**Objective 1:**
Take everything in the rows from the line containing "Please place a dot on the bell" down to the last of the rows. Substitute "mark" for "dot" throughout, and write those lines out again with nothing else altered.

Introduction, Design Features
It’s a question that never seems to go away: Do you want a laser printer, or an inkjet printer?
At the extremes, the decision is more or less clear-cut. If you print mostly text-based documents and need that text to be typeset-quality (or close to it), you’re better off with a laser. If you print mostly photos or documents with photos in them, and you want those photographs to look as good as they can, an inkjet is what you need.
But what if you’re somewhere in between? That’s where it gets tricky, and you have to do your homework to sort through the various trade-offs. We keep hoping for the ultimate printer that encompasses all the benefits of both technologies. Sadly, we’re not there yet. The good news? Some get close.
In most respects, the Canon Color ImageClass MF731Cdw is a fairly typical color laser all-in-one (AIO) printer. It’s relatively fast. The per-page print costs are good, but not great. And it has most of the features you would expect from a sub-$500 model. (The list price on our review unit was $489.) The key ones it was missing: It doesn’t have auto-duplexing functionality on the ADF, support for faxing, or wireless NFC tap-to-print capabilities.

Named object pointing rows
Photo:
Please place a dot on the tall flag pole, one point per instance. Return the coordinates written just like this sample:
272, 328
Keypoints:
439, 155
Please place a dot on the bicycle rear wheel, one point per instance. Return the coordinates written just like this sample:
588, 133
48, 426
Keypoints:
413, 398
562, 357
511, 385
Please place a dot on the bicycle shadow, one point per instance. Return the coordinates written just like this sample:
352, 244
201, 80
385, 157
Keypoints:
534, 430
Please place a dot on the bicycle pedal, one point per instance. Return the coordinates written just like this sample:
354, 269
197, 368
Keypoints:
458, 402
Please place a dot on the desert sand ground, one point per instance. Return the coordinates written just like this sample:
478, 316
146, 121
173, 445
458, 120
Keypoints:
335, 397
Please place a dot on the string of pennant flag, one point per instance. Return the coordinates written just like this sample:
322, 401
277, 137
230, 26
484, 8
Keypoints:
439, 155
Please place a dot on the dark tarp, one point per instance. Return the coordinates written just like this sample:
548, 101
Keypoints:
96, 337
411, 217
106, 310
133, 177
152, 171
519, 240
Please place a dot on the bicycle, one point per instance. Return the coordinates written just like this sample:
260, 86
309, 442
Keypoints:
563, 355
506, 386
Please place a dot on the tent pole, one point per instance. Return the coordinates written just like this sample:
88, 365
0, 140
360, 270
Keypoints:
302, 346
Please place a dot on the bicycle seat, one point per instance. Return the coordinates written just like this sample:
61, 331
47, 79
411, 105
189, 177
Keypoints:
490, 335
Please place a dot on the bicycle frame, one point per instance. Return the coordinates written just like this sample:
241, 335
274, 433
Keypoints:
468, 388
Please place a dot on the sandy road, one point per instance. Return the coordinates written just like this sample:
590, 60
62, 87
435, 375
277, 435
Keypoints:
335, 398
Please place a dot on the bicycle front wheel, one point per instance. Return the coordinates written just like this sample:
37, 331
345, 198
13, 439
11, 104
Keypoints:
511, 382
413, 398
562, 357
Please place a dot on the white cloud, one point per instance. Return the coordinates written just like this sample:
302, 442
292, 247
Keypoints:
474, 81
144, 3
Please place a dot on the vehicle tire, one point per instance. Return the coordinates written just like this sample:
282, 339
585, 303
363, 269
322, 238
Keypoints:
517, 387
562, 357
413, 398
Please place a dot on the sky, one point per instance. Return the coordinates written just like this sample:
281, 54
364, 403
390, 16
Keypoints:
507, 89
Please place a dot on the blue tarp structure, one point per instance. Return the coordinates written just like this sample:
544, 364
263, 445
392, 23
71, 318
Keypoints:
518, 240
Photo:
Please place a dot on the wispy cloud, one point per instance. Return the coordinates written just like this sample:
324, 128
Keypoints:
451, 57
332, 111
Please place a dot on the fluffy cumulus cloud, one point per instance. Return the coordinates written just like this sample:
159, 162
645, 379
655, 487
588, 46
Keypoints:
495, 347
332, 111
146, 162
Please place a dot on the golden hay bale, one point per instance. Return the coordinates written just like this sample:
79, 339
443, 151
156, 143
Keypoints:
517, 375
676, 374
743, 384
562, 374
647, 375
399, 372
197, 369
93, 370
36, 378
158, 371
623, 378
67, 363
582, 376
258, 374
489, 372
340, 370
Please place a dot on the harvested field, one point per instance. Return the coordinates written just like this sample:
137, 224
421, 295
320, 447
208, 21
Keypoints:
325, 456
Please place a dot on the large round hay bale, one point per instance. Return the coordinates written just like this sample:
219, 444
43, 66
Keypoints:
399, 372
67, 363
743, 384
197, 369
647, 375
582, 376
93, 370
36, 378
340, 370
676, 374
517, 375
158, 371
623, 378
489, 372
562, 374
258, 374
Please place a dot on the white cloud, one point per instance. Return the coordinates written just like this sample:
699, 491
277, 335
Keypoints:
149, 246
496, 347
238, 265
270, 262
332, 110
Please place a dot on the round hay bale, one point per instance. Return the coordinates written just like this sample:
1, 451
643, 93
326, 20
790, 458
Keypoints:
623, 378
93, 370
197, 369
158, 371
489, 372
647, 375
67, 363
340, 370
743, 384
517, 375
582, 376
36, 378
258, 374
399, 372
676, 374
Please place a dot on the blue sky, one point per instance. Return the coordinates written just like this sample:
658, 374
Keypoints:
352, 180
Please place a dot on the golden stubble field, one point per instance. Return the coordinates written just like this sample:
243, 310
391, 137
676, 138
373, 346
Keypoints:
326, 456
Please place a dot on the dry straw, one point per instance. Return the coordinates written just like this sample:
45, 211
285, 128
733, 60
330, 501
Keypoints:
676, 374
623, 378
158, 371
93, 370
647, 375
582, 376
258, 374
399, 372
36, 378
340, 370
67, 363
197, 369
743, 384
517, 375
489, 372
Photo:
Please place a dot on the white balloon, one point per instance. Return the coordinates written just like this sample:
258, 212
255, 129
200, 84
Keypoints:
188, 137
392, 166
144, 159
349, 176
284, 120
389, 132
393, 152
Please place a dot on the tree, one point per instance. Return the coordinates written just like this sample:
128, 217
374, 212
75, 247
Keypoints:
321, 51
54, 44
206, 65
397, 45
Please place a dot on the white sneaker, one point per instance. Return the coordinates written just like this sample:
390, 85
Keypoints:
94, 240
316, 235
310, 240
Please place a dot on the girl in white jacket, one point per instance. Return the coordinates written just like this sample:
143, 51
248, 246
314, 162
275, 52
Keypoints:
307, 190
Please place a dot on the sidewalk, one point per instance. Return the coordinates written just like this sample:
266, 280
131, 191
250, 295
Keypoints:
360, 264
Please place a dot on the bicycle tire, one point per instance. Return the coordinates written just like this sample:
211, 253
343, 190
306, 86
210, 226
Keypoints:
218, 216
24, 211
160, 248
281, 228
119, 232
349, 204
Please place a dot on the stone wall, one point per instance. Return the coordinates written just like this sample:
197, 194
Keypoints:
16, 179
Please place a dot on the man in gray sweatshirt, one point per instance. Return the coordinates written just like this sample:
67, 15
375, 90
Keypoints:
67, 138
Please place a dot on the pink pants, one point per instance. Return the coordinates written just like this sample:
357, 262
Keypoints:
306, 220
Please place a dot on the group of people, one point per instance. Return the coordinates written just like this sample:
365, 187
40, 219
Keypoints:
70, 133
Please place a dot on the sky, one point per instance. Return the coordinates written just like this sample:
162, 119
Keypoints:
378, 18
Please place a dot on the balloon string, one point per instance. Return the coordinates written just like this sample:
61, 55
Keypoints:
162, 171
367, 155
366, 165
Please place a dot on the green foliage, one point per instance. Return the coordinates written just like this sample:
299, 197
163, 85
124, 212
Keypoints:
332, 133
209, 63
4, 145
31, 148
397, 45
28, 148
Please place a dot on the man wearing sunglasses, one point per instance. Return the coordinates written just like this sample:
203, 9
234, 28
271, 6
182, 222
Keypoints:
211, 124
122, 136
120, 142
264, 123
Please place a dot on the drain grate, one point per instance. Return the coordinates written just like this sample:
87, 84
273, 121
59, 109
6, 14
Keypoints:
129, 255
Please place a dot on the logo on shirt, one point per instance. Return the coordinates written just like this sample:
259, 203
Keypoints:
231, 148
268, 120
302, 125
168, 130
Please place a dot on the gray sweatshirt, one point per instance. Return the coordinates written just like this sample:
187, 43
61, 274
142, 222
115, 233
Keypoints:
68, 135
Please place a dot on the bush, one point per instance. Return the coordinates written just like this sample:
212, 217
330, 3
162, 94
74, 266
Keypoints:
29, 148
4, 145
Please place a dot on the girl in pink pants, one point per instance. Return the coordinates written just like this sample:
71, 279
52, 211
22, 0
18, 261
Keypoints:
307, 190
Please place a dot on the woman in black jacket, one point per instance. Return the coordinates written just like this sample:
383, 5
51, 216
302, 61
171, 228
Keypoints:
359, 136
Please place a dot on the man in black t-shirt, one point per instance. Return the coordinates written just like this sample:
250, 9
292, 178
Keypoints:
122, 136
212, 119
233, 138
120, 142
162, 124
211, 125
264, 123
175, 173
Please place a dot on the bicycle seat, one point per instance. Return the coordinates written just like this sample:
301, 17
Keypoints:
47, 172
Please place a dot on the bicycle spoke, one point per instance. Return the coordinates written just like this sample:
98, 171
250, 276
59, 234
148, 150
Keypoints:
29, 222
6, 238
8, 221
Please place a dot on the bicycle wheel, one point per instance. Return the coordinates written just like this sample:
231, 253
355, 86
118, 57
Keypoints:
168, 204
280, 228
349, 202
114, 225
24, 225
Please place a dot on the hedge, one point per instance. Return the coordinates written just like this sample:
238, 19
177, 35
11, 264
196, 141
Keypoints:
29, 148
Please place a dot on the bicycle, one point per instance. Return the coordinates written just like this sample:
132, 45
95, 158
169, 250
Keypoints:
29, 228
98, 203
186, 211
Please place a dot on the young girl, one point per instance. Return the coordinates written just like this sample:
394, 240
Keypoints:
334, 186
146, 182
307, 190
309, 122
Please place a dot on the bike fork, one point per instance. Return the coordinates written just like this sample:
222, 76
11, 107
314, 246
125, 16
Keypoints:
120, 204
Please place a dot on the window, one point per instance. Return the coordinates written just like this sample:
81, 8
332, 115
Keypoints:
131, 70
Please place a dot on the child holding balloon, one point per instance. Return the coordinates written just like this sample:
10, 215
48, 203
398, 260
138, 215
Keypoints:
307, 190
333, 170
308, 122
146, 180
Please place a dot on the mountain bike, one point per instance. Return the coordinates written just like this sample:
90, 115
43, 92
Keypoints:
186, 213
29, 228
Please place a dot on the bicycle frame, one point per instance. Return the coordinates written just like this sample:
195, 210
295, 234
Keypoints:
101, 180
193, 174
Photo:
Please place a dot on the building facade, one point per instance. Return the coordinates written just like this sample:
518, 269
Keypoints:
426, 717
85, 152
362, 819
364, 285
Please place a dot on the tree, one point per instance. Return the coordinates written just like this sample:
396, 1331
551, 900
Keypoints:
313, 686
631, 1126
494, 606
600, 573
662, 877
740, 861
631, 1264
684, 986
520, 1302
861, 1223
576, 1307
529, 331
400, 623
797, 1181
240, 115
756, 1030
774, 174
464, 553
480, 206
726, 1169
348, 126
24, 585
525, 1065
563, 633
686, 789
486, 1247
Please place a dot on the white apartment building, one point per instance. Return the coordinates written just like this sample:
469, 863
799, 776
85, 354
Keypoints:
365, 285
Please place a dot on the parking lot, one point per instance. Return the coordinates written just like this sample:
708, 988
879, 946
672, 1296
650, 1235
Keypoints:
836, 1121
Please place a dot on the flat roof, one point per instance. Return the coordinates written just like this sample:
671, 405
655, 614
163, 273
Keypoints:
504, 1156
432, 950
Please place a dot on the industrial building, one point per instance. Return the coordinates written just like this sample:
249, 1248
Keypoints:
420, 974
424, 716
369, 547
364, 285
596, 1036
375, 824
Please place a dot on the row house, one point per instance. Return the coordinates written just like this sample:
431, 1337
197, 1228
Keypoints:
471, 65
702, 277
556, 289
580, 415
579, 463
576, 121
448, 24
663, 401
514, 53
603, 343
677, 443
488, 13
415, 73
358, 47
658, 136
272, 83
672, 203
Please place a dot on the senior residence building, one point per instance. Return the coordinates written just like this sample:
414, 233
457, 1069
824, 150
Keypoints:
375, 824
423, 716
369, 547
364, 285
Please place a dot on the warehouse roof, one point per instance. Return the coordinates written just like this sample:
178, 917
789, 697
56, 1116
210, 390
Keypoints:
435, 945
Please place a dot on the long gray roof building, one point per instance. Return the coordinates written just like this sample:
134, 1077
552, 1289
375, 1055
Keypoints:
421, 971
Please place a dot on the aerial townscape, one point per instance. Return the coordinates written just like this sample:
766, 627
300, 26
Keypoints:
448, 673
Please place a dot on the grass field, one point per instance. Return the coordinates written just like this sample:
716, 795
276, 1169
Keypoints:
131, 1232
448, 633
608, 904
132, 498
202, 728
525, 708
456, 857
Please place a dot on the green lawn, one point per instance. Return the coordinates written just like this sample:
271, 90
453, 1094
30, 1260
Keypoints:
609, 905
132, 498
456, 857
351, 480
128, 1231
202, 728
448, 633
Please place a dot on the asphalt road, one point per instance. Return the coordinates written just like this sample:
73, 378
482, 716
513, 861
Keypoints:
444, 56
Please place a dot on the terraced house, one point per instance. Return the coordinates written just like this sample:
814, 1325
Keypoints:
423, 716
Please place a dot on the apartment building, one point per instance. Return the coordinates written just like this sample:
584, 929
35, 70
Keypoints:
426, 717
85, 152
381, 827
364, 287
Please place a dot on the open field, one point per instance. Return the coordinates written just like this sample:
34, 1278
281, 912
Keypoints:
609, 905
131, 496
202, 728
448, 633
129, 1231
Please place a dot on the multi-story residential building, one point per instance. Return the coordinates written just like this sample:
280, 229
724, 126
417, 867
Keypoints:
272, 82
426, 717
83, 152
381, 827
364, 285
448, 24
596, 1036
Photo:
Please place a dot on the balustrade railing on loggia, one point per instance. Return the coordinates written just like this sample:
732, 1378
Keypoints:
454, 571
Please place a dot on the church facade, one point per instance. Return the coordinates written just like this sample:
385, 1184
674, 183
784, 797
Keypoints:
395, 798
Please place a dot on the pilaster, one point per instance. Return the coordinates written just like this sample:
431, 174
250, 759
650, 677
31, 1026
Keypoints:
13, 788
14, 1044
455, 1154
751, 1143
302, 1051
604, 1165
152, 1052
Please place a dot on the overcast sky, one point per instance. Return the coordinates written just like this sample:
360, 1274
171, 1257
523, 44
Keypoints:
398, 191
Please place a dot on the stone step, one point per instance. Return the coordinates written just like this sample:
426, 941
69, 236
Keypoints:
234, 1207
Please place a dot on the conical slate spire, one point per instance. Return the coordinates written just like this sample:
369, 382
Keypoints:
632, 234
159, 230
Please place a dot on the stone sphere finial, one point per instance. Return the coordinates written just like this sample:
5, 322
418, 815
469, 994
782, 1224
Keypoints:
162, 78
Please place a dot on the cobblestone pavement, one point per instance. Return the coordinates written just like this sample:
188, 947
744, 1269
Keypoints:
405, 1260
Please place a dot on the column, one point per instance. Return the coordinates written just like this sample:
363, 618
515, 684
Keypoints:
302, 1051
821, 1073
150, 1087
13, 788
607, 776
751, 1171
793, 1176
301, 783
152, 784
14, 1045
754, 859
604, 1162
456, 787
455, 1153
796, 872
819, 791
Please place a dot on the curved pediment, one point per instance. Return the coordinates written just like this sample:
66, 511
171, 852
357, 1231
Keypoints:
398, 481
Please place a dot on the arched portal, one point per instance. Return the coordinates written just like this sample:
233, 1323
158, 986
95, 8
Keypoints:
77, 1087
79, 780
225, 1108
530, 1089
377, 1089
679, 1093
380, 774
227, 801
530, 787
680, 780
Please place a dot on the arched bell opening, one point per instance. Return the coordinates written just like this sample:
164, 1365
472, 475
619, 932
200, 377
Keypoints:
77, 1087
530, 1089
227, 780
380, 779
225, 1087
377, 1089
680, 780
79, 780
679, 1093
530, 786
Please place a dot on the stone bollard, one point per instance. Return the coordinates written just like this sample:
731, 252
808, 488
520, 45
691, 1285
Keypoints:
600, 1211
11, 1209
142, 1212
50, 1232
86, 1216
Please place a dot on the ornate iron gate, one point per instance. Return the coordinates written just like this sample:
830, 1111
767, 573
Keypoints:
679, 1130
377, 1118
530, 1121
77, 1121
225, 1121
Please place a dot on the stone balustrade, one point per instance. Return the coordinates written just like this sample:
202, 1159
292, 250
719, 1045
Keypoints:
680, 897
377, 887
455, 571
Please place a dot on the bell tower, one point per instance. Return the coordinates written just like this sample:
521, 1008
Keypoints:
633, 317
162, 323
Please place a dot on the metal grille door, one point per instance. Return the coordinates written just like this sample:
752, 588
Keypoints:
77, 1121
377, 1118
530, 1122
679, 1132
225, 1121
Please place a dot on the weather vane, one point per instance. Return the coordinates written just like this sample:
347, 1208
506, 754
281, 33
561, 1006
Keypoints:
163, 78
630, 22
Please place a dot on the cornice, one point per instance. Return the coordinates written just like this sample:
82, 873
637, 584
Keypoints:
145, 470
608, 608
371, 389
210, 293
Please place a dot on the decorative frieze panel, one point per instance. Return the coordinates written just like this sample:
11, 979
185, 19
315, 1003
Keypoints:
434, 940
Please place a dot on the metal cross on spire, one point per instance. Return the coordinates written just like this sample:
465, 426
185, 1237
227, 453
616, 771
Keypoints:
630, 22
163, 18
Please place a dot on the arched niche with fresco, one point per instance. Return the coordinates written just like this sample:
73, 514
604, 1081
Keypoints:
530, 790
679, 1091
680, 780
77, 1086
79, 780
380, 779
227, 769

**Objective 2:**
Proceed with the printer review, picking up right after its last sentence.

**Task result 1:**
Please place a mark on the bell tower, one point per instance. Return the coordinates written just like this sample:
521, 1008
Keypoints:
633, 317
162, 323
Please place a mark on the metal grille door, one point per instance. Return the coordinates written just like this sample:
752, 588
Keypoints:
77, 1121
377, 1118
530, 1122
679, 1132
225, 1121
Please place a mark on the weather vane, one point per instance. Return the coordinates written just like this sample:
347, 1208
506, 754
281, 33
561, 1006
Keypoints:
163, 78
630, 22
Please place a mark on the cornice, one point per instance. Return the coordinates written just like this sample:
82, 873
637, 584
Keypoints:
145, 470
608, 608
371, 389
210, 293
Please place a mark on the decorative frieze panel, one point per instance. Return the coordinates written just like this sample:
11, 979
185, 19
315, 1003
Keypoints:
434, 940
Please place a mark on the metal cross on spire, one point per instance. Return the coordinates written just like this sample:
465, 426
185, 1237
227, 453
616, 771
Keypoints:
630, 22
163, 18
Please place a mark on the arched niche with fresco, one point per instance. Return the coordinates written just like this sample:
73, 514
604, 1081
Keypoints:
530, 790
679, 1091
680, 780
77, 1086
79, 780
380, 779
227, 769

**Task result 2:**
Where the MF731Cdw stands out is with its print quality, especially with business graphics and photographs. You can’t expect color laser printers to match inkjet models for graphics output, but this one comes closer than most in terms of color, contrast, clarity, and detail. The colors aren’t as heavily saturated as with a typical inkjet printer, but they’re strong enough to provide a very good impression, much like a non-glossy photo in a quality magazine.
And because this model has a laser print engine, the text is near-typeset-quality. That’s important, because the near-typeset-quality text can be combined on the same page with what might best be described as near-inkjet-quality graphics.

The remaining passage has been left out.